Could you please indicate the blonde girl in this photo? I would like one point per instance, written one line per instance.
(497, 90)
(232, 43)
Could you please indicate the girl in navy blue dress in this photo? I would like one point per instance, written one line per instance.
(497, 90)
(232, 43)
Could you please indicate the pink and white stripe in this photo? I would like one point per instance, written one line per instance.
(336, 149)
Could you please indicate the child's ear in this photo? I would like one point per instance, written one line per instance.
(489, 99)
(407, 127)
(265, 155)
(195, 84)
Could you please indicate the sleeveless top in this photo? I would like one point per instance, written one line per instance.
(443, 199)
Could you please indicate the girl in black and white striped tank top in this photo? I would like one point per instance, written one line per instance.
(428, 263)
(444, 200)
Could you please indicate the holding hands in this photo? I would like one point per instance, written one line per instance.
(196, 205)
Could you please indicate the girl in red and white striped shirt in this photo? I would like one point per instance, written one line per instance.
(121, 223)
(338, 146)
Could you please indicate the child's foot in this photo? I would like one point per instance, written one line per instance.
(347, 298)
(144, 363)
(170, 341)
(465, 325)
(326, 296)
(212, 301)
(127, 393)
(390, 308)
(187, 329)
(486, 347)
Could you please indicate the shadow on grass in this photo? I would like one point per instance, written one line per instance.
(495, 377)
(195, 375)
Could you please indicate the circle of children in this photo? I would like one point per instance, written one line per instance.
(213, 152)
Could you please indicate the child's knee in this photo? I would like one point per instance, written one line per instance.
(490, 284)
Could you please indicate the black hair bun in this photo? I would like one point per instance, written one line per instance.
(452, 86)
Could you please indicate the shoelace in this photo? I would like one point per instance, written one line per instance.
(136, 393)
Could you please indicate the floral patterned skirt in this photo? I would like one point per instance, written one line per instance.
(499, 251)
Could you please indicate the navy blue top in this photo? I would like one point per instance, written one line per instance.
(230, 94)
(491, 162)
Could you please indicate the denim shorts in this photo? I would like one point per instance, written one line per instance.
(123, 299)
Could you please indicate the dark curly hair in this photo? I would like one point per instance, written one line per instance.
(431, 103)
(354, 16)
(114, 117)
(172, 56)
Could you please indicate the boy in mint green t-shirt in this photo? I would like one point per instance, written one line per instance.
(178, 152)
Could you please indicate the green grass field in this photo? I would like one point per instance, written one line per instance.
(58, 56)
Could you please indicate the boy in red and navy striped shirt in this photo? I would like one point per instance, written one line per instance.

• Objective:
Rewrite every line from the one containing "Could you please indicate the shoelace" down to the last of the items, keeping the text lines as they are and adding 86 to each number in the coordinates.

• Output for this task:
Could you please indicate the shoelace in this photo? I would like one point per instance, written one line per instance.
(222, 479)
Could you please indicate the floral patterned skirt in this photo? I would like one point per instance, written one line per instance.
(585, 337)
Could you please indicate the navy blue top in this photo? I would like one point per instance, written one line per instance.
(316, 180)
(577, 248)
Could you please indicate the denim shorts in this photo? I would like one point per instance, written one line per instance.
(209, 385)
Could you please indicate the dark curly hair in this photo? I would like one point per instance, written one line per instance.
(517, 189)
(440, 102)
(200, 203)
(258, 142)
Could you please indicate the boy in mint green t-shirt in this photo? I would like one point per instance, written one line per instance.
(264, 238)
Could you please indicate the green grass field in this photo? I would like one point per instance, written one line per instance.
(144, 142)
Could you please indicate the boy in red and navy striped shirt in this photo? I would like one point per instance, written one line per instance.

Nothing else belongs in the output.